YOUR TASKS:
**1.** In the watch-buying thread, how many posts does a member need to gain access to the sales corner?
**2.** Write out the part of the watch-buying thread from "I'm interested in" to "(Sep 9, 2010)" word for word.

━━━ EXCERPT ━━━

# Some guidance please on buying a second hand watch



## Alan0048 (Nov 8, 2015)

I'm interested in buying a decent second hand watch, that will give me little or no problems

As my knowledge of watches is somewhat limited, I'm looking for a little guidance before buying one.

Looking to spend up to £400


----------



## Davey P (Sep 9, 2010)

The best advice would be to stick around here, join in the banter, get a feel for what you like, and before you know it you'll have 50 posts under your belt - which gives you access to the sales corner, with all it's wonderful temptations. With your £400 budget, there are plenty of possibilities :thumbsup:

You could also provide more specific information on the type of watch you're looking for, so members on here can put forward their suggestions. Things like style, size, and the type of movement would be a good starting point.


----------



## Craftycockney (Nov 5, 2015)

Welcome Alan,

For about £400 there are plenty of decent spec watches out on the market. Tissot's, Steinhart, Certina but a few. You manage to get a automatic for the money. Lots of different styles etc. This is of course if you can't for 50 posts!.

Good luck either way.


----------



## artistmike (May 13, 2006)

Alan0048 said:


> that will give me little or no problems


 AS to that bit of your post, most will do that but watches with time, like a car, need servicing, some more than others so you would need to check that situation with any watch that you fancy the look of....


----------



## Alan0048 (Nov 8, 2015)

I came from the era where Britian manufactured a lot of things,and you get what you paid for.

Im not looking for a Flashy all singing and all dancing type of watch, just something that is reliable.

━━━ RAW RECORDS ━━━

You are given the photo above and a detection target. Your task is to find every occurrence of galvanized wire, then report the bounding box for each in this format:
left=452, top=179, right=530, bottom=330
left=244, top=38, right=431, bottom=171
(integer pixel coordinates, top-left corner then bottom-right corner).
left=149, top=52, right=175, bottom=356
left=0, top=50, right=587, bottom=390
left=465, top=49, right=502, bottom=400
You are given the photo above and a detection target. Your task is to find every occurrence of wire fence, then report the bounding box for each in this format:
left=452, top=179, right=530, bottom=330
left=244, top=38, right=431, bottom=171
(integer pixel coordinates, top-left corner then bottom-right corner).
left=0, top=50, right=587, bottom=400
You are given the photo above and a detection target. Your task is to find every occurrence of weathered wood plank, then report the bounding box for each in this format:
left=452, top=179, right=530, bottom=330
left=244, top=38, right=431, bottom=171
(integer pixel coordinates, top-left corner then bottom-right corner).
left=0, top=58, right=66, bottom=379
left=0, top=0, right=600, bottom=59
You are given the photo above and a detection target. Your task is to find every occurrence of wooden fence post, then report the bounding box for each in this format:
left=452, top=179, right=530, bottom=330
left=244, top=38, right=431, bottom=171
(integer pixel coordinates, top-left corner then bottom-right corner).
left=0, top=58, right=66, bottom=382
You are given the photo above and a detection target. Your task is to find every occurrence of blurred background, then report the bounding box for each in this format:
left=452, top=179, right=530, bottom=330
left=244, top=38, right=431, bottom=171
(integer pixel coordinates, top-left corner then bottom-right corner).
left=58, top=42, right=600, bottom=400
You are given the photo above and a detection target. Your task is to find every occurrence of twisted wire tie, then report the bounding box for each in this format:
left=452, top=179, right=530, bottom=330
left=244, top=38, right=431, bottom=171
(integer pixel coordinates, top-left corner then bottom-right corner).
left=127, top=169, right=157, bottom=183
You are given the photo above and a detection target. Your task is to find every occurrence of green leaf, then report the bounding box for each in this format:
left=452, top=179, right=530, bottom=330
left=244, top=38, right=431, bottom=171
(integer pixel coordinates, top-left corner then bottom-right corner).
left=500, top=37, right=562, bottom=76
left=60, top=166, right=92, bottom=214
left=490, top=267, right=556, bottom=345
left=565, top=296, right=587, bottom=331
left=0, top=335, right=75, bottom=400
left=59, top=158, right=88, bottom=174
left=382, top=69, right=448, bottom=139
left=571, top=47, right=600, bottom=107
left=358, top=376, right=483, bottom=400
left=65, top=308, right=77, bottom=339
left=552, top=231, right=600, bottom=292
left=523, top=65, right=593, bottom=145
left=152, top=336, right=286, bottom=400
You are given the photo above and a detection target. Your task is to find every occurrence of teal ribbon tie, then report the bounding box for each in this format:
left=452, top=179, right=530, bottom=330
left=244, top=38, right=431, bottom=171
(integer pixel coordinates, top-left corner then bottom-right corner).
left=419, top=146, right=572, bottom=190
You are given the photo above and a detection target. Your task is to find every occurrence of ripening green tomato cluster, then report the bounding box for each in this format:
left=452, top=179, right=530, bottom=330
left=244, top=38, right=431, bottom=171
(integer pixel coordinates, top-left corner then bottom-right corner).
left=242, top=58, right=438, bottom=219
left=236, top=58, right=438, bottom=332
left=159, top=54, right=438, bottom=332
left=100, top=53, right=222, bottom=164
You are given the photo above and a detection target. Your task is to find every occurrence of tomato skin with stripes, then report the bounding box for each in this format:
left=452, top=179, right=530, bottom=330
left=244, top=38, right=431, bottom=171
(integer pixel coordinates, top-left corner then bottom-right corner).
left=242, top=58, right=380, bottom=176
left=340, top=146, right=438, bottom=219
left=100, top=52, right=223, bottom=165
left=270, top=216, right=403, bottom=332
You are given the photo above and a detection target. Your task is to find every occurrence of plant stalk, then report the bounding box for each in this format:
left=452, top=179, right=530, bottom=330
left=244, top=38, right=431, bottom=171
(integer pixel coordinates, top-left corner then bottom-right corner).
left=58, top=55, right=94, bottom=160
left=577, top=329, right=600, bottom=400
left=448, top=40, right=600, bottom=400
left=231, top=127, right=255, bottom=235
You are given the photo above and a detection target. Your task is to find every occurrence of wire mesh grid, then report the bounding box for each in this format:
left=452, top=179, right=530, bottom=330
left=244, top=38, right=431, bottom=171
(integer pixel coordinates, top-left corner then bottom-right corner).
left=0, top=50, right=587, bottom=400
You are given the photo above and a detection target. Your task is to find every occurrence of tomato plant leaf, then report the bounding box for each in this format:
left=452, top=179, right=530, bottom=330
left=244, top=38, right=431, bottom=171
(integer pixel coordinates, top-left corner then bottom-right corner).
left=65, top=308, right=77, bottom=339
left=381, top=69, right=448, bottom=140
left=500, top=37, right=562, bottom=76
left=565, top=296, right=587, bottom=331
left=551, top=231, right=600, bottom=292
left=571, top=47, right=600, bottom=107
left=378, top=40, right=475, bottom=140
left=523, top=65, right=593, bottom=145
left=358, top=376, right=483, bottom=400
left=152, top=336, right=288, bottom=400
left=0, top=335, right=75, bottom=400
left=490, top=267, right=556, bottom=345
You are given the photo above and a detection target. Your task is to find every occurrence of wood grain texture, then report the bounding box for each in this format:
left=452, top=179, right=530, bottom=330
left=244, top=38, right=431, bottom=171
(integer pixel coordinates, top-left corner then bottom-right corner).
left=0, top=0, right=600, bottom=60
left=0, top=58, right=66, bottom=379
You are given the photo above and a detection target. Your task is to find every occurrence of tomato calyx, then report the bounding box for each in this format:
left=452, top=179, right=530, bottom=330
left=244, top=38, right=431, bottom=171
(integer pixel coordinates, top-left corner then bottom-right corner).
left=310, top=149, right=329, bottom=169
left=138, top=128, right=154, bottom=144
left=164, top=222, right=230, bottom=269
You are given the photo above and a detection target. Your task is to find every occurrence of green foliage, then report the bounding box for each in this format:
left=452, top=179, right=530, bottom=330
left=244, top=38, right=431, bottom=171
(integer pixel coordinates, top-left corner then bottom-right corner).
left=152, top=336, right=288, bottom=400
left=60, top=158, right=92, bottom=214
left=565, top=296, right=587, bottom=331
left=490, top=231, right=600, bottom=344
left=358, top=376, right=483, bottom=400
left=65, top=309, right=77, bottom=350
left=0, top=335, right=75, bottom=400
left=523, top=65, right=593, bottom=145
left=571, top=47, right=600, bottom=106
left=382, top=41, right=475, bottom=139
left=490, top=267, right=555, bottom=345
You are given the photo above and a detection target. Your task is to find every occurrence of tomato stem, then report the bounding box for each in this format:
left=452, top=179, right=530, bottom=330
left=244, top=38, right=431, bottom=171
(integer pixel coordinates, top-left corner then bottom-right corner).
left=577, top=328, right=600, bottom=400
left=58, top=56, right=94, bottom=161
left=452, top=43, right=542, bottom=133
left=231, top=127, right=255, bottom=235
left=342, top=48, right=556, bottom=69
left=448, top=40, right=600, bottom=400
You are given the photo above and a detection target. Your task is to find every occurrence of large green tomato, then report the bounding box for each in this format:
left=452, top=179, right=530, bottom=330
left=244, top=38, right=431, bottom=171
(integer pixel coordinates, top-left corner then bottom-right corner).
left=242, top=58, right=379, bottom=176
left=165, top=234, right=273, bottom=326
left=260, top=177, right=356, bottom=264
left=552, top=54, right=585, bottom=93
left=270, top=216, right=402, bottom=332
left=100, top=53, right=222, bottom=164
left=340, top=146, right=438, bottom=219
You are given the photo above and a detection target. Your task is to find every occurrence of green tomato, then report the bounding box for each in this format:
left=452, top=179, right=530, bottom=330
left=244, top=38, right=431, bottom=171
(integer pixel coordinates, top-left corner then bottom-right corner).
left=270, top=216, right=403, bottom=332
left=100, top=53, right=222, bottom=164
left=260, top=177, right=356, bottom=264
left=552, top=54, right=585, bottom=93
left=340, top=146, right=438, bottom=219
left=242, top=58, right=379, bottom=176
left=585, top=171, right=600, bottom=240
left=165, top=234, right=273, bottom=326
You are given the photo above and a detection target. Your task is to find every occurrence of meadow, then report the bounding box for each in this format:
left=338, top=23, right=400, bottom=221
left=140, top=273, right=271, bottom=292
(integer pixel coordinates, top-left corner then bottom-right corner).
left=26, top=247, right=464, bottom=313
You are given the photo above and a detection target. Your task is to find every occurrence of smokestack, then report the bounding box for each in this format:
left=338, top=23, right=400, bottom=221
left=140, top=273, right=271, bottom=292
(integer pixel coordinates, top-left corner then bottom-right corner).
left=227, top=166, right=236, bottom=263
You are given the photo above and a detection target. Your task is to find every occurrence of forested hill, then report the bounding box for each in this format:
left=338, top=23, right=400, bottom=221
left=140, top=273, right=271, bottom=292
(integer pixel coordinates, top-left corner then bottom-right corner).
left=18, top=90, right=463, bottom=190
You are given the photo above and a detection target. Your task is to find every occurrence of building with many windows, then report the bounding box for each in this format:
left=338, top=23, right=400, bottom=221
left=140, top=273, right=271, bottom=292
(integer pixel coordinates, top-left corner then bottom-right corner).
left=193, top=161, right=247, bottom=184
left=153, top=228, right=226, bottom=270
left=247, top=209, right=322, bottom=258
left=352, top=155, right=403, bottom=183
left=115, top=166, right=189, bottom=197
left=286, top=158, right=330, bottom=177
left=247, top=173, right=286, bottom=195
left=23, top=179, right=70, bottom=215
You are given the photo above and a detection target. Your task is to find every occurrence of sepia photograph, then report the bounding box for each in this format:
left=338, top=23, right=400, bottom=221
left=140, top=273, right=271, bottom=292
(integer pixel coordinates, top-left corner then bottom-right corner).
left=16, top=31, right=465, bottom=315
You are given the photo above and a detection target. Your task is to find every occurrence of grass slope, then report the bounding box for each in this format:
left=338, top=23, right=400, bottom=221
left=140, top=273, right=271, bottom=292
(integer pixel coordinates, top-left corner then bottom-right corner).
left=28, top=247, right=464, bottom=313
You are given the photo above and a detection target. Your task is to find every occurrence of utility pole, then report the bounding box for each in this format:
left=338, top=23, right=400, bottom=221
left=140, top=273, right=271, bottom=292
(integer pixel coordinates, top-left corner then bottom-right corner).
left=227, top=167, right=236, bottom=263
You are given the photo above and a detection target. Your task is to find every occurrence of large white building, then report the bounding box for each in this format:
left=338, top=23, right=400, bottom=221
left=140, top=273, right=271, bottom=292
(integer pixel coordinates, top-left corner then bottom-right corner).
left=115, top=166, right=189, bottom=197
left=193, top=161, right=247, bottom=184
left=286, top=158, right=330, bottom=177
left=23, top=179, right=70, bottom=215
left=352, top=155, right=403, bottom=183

━━━

RESPONSE LIST:
**1.** 50 posts

**2.**
I'm interested in buying a decent second hand watch, that will give me little or no problems

As my knowledge of watches is somewhat limited, I'm looking for a little guidance before buying one.

Looking to spend up to £400


----------



## Davey P (Sep 9, 2010)